_SCOPO DEL COMPITO_: Riporta tutte le voci seguenti in forma di lista JSON di stringhe, una stringa per ogni riga, escludendo le righe vuote.

..........

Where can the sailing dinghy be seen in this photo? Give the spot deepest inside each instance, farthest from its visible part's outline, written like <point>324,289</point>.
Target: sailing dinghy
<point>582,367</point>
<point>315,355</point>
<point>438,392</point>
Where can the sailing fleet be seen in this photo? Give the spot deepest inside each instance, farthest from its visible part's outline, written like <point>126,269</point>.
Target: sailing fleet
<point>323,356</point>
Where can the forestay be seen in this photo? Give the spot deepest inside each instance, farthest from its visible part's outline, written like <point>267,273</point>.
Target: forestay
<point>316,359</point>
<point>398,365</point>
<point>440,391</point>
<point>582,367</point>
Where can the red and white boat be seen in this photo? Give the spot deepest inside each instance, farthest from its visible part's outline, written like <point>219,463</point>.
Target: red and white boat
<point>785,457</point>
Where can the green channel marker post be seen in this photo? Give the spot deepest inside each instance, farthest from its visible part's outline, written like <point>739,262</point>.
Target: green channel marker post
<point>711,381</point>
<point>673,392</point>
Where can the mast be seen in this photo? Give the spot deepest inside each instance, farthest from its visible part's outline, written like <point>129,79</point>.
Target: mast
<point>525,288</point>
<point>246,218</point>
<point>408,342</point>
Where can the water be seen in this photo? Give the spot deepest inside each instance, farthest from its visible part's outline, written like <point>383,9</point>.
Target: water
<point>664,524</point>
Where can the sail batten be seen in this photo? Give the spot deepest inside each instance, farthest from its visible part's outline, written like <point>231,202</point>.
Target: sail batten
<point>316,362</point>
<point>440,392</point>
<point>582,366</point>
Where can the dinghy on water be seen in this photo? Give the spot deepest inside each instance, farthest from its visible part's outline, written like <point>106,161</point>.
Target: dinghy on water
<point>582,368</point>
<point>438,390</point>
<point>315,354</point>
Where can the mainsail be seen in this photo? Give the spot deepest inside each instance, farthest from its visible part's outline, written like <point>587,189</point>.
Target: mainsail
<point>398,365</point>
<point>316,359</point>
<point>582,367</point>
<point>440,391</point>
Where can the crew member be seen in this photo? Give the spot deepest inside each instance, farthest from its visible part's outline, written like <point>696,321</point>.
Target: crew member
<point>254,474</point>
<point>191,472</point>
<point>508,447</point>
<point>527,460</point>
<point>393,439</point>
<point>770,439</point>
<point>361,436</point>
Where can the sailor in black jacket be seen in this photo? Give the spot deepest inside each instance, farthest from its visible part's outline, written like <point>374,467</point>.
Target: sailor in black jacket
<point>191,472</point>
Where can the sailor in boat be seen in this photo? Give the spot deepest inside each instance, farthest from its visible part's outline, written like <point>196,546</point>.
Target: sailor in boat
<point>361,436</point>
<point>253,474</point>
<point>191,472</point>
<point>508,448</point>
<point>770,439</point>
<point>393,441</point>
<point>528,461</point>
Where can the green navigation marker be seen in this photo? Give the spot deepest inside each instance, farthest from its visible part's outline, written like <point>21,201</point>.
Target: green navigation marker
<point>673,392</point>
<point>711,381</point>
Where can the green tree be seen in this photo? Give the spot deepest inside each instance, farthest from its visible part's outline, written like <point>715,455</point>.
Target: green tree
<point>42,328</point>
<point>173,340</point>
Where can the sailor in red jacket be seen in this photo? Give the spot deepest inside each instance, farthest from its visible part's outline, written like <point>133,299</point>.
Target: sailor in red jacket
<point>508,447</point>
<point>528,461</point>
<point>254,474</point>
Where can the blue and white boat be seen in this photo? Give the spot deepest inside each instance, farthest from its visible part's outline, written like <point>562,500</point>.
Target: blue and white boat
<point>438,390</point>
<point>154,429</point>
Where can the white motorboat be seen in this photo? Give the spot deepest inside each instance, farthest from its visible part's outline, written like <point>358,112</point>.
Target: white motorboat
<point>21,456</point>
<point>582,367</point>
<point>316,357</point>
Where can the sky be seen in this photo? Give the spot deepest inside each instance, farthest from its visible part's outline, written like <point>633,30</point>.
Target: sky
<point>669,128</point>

..........

_RISPOSTA FINALE_:
[
  "Where can the sailing dinghy be seen in this photo? Give the spot deepest inside each instance, farthest from its visible part's outline, written like <point>324,289</point>.",
  "Target: sailing dinghy",
  "<point>582,367</point>",
  "<point>315,355</point>",
  "<point>438,392</point>",
  "Where can the sailing fleet be seen in this photo? Give the spot deepest inside each instance, farthest from its visible part's outline, written like <point>126,269</point>.",
  "Target: sailing fleet",
  "<point>323,356</point>",
  "Where can the forestay be seen in this photo? Give the spot deepest inside each instance, farthest from its visible part's outline, written like <point>267,273</point>.",
  "Target: forestay",
  "<point>316,359</point>",
  "<point>398,365</point>",
  "<point>440,391</point>",
  "<point>582,367</point>",
  "Where can the red and white boat be seen in this photo? Give the spot deepest inside each instance, farthest from its visible part's outline, written like <point>219,463</point>.",
  "Target: red and white boat",
  "<point>785,457</point>",
  "Where can the green channel marker post be seen in this photo? Give the spot deepest inside each instance, farthest from its visible part's outline, written like <point>739,262</point>.",
  "Target: green channel marker post",
  "<point>711,381</point>",
  "<point>673,392</point>",
  "Where can the mast be seen in this photo? Give the spot deepest inside each instance, farthest from its visible part's outline, written like <point>129,79</point>.",
  "Target: mast",
  "<point>525,288</point>",
  "<point>246,218</point>",
  "<point>408,342</point>",
  "Where can the water be seen in this photo? Give the spot deepest inside each instance, farthest from its visible part's outline, written like <point>383,9</point>.",
  "Target: water",
  "<point>664,524</point>",
  "Where can the sail batten be seen in this photo? Give the spot deepest inside each instance, farthest from its visible part's outline, written like <point>231,202</point>.",
  "Target: sail batten",
  "<point>316,362</point>",
  "<point>440,392</point>",
  "<point>582,366</point>",
  "Where can the dinghy on water be seen in this photo? Give the spot deepest inside each instance, farthest from its visible part's outline, written like <point>106,161</point>.",
  "Target: dinghy on water",
  "<point>582,368</point>",
  "<point>438,390</point>",
  "<point>315,354</point>",
  "Where can the mainsail be seen in this photo? Give the spot deepest inside each instance, farthest from its visible part's outline, written like <point>587,189</point>.",
  "Target: mainsail",
  "<point>398,365</point>",
  "<point>316,359</point>",
  "<point>582,367</point>",
  "<point>440,391</point>",
  "Where can the crew member be seen in this photo? Give the spot deepest inside each instance, farthest from its visible part's outline, written like <point>696,321</point>.",
  "Target: crew member",
  "<point>254,474</point>",
  "<point>191,472</point>",
  "<point>508,447</point>",
  "<point>527,460</point>",
  "<point>393,439</point>",
  "<point>770,439</point>",
  "<point>361,436</point>",
  "Where can the sailor in black jacket be seen in this photo? Give the spot deepest inside each instance, farthest from its visible part's outline, written like <point>374,467</point>.",
  "Target: sailor in black jacket",
  "<point>191,472</point>",
  "Where can the sailor in boat be seen in this photo? Give the spot deepest inside each instance, farthest from its visible part's outline, written like <point>196,546</point>.",
  "Target: sailor in boat",
  "<point>361,436</point>",
  "<point>253,474</point>",
  "<point>191,472</point>",
  "<point>508,448</point>",
  "<point>770,439</point>",
  "<point>393,441</point>",
  "<point>528,461</point>",
  "Where can the green navigation marker be seen in this photo? Give the spot deepest inside each instance, farthest from its visible part's outline, written like <point>21,201</point>.",
  "Target: green navigation marker",
  "<point>673,392</point>",
  "<point>711,381</point>",
  "Where can the green tree be seen in this photo? Give the spot deepest inside each instance, farthest from its visible part's outline, written like <point>715,455</point>.",
  "Target: green tree",
  "<point>42,328</point>",
  "<point>173,340</point>",
  "Where can the sailor in red jacket be seen in this photo? Give the spot deepest inside each instance, farthest from its visible part's outline, written like <point>133,299</point>.",
  "Target: sailor in red jacket",
  "<point>508,447</point>",
  "<point>528,461</point>",
  "<point>254,474</point>",
  "Where can the blue and white boat be seen in this photo? Give the spot deepest inside each instance, farthest from its visible part's outline, written like <point>562,500</point>.",
  "Target: blue and white boat",
  "<point>438,390</point>",
  "<point>154,429</point>",
  "Where can the white motorboat be seen in this photo? Give the spot deepest inside each instance, farthest from its visible part's outline, written like <point>358,112</point>.",
  "Target: white motorboat",
  "<point>21,456</point>",
  "<point>582,367</point>",
  "<point>316,357</point>",
  "Where can the sky be seen in this photo? Give the spot deepest inside each instance, farthest from its visible part's outline, written like <point>633,30</point>.",
  "Target: sky",
  "<point>669,128</point>"
]